■ Text excerpt:
——————

Seminars at the Faculty of Informatics

Inference and learning in Bayesian Networks

Speaker: Tameem Adel
  University of Amsterdam, The Netherlands
Date: Thursday, November 3, 2016
Place: USI Lugano Campus, room VB-3.07, Via Balestra (Via S. Balestra 22)
Time: 10.30



Applications in fields such as medicine, image processing, bioinformatics, speech processing, etc, involve large-scale models in which thousands of random variables must be thoroughly linked. Probabilistic graphical models typically provide a rich platform where such problems can be approached. Most notably, probabilistic graphical models have the potential to provide compact and tractable representations of several real-world problems and applications. Graphical models also allow us to abstract out the conditional independence relationships between the variables from the details of their parametric forms.

——————

■ Work request:
Rewrite the seminar announcement starting at "Speaker: Tameem Adel" and ending at "S. Balestra 22)", putting "Friday" in place of "Thursday".

——————

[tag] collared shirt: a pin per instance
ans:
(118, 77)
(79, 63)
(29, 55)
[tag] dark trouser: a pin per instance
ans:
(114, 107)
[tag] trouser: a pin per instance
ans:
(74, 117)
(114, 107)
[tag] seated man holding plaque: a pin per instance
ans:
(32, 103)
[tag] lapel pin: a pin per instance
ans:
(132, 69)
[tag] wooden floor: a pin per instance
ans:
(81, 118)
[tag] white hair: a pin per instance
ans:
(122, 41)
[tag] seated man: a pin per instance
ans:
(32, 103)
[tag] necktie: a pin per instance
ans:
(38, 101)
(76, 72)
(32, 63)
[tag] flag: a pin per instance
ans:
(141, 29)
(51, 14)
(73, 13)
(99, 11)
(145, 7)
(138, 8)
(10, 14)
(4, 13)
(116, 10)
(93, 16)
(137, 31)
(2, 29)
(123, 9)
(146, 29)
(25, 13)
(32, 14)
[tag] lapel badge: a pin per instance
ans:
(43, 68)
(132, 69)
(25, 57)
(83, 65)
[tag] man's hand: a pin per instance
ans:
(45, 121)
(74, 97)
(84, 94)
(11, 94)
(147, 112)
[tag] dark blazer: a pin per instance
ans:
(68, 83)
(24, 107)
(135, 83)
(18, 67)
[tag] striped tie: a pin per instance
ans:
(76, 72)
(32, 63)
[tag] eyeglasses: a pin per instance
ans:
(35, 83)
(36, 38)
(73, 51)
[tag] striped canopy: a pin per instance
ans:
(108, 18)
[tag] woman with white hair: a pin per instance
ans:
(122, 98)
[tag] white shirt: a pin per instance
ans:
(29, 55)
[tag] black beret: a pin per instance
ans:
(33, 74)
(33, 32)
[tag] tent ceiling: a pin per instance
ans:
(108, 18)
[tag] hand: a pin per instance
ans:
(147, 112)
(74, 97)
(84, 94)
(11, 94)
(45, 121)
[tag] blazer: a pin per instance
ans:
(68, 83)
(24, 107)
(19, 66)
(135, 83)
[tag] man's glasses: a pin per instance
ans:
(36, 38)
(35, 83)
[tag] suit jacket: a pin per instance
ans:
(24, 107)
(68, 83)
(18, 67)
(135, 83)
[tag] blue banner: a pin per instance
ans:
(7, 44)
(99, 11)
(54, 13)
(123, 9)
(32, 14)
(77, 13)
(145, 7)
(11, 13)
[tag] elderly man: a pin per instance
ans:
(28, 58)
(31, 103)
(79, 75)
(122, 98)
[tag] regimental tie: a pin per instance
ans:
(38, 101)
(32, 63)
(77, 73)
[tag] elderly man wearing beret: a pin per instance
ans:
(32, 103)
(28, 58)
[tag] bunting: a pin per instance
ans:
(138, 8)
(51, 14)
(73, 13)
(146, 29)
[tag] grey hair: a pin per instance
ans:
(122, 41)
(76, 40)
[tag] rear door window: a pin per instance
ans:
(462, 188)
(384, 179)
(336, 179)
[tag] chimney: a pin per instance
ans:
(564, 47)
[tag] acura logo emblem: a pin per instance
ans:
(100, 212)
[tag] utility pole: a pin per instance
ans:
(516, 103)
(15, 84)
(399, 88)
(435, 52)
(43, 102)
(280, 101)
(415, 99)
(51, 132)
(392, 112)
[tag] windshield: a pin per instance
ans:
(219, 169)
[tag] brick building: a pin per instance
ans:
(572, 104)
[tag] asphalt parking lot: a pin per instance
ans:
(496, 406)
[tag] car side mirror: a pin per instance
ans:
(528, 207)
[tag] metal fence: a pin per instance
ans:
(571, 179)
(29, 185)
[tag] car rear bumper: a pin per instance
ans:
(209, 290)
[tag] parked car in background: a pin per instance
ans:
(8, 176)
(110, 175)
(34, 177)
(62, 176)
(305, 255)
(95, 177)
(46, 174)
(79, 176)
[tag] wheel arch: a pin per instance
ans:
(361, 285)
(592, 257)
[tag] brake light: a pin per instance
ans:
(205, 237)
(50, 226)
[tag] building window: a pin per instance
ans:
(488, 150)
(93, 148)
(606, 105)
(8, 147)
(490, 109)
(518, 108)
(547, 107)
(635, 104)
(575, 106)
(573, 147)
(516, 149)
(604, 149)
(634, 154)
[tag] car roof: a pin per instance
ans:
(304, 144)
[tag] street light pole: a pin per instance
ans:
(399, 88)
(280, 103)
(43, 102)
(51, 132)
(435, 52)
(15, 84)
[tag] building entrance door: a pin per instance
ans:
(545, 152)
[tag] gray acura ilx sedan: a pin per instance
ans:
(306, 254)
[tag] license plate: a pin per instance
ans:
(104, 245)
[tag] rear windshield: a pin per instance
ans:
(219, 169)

——————

■ Written solution:
Speaker: Tameem Adel
  University of Amsterdam, The Netherlands
Date: Friday, November 3, 2016
Place: USI Lugano Campus, room VB-3.07, Via Balestra (Via S. Balestra 22)